Given request: Switch each occurrence of "Quickstart" in the lines below to "Overview", and reproduce the lines with everything else unchanged.

Supplied records:
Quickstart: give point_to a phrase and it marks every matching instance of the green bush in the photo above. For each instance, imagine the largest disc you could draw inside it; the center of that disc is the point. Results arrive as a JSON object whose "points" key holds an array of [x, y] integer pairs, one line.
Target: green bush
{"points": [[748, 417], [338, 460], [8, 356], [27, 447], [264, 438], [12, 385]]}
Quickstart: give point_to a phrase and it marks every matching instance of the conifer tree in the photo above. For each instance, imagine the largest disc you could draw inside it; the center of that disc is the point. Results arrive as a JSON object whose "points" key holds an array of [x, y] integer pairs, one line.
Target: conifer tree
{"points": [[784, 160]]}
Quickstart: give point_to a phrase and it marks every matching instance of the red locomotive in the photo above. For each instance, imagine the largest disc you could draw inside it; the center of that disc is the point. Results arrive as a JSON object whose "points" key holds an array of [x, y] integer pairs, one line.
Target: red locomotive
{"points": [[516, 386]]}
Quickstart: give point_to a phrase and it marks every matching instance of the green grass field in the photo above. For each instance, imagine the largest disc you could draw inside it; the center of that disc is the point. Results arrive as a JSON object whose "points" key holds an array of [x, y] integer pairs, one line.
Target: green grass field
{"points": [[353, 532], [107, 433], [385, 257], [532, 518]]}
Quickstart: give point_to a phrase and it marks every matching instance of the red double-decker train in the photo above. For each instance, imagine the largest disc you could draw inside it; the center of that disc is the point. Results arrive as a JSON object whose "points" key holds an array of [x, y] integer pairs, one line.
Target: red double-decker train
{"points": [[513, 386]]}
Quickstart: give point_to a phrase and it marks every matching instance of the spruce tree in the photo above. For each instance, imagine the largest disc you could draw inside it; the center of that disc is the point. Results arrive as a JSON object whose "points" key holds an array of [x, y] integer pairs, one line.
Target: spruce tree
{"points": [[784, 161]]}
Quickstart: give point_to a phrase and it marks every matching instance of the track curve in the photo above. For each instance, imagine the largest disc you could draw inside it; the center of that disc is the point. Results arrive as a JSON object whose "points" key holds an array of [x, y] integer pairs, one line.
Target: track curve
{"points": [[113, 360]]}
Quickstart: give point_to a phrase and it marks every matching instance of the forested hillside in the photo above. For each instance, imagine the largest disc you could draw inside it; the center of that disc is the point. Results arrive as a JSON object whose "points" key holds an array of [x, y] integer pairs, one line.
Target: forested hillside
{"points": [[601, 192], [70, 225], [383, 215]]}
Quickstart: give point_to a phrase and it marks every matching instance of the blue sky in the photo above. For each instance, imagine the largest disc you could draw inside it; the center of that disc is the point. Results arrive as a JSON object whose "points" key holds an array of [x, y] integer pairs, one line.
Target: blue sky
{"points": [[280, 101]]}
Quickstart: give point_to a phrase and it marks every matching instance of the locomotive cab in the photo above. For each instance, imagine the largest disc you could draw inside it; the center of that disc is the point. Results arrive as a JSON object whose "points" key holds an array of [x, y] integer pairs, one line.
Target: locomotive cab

Answer to this problem:
Overview: give point_to a phrase and it marks every matching instance of the green bush in the photo above. For each instance, imagine the largest disc you could draw inside it; the center of that disc is the point. Results arrive as a JSON object whose "points" key holds an array of [x, y] integer pairs, one line.
Target: green bush
{"points": [[748, 417], [338, 460], [8, 356], [27, 447], [264, 438], [12, 385]]}
Overview: give point_to a phrase and it marks every matching instance of the conifer tree in the photo above. For each instance, imagine the largest disc you could draw inside it; the center of that disc is the point. Results arrive as a JSON object whose "points" key holds an array of [x, y] integer pairs, one line.
Target: conifer tree
{"points": [[784, 160]]}
Overview: give point_to a phrase and it marks every matching instance of the red locomotive in the photo above. For each instance, imagine the largest disc you could draw inside it; the center of that disc is the point. Results arrive as a JSON object whose "points" key holds an array of [x, y] integer pairs, one line.
Target: red locomotive
{"points": [[516, 386]]}
Overview: give point_to a phrase and it marks every matching instance of the green grass field in the photo above. For each instance, imagine the largest disc you could draw inside it; the center of that disc is the point. Results arrive as a JSON object whose "points" key holds an array of [x, y] integer pairs, one line.
Target: green grass field
{"points": [[353, 532], [107, 433], [385, 257], [532, 518]]}
Overview: give point_to a phrase and it marks every matching instance of the red double-decker train in the photo above. For each instance, imagine the largest disc you could draw inside it; the center of that disc is the point. Results arrive as a JSON object whose "points" key holds an array of [x, y] integer pairs, one line.
Target: red double-decker train
{"points": [[513, 386]]}
Overview: give point_to a phrase and it marks every matching instance of the spruce tree in the photo above. For each instance, imagine the largest disc you could draw inside it; the center of that disc is the point. Results arrive as a JSON object whose "points" key holds an array of [x, y] integer pairs, one line.
Target: spruce tree
{"points": [[784, 161]]}
Overview: give point_to a phrase and it marks every matching instance of the track curve in the photo above. For each instance, imagine the largest disc you could draw inside it; the center of that disc is the point. Results arrive as a JSON object whose "points" key holds an array of [x, y] integer pairs, one line.
Target: track curve
{"points": [[113, 360]]}
Overview: give point_to a phrase and it marks every matching instance of the forested hillside in the photo above. For each instance, imagine the largest disc you could draw inside it; the center of that disc is the point. Results arrive as a JSON object whose "points" key holds an array of [x, y] integer pairs, one line.
Target: forested hillside
{"points": [[601, 192], [70, 225], [383, 215]]}
Overview: give point_to a phrase and it marks every matching instance of the blue sky in the photo above. For each instance, imagine the largest disc you could draw inside it; the center of that disc is the point. Results arrive as a JSON object whose "points" key holds an array of [x, y] integer pairs, one line.
Target: blue sky
{"points": [[280, 101]]}
Overview: give point_to a phrase and it marks every matching instance of the locomotive cab in the photo above. For each instance, imagine the largest disc you could draw inside it; the center of that disc is the point. Results arrive as a JSON object whose "points" key holds an array of [x, y] integer pairs, one line.
Target: locomotive cab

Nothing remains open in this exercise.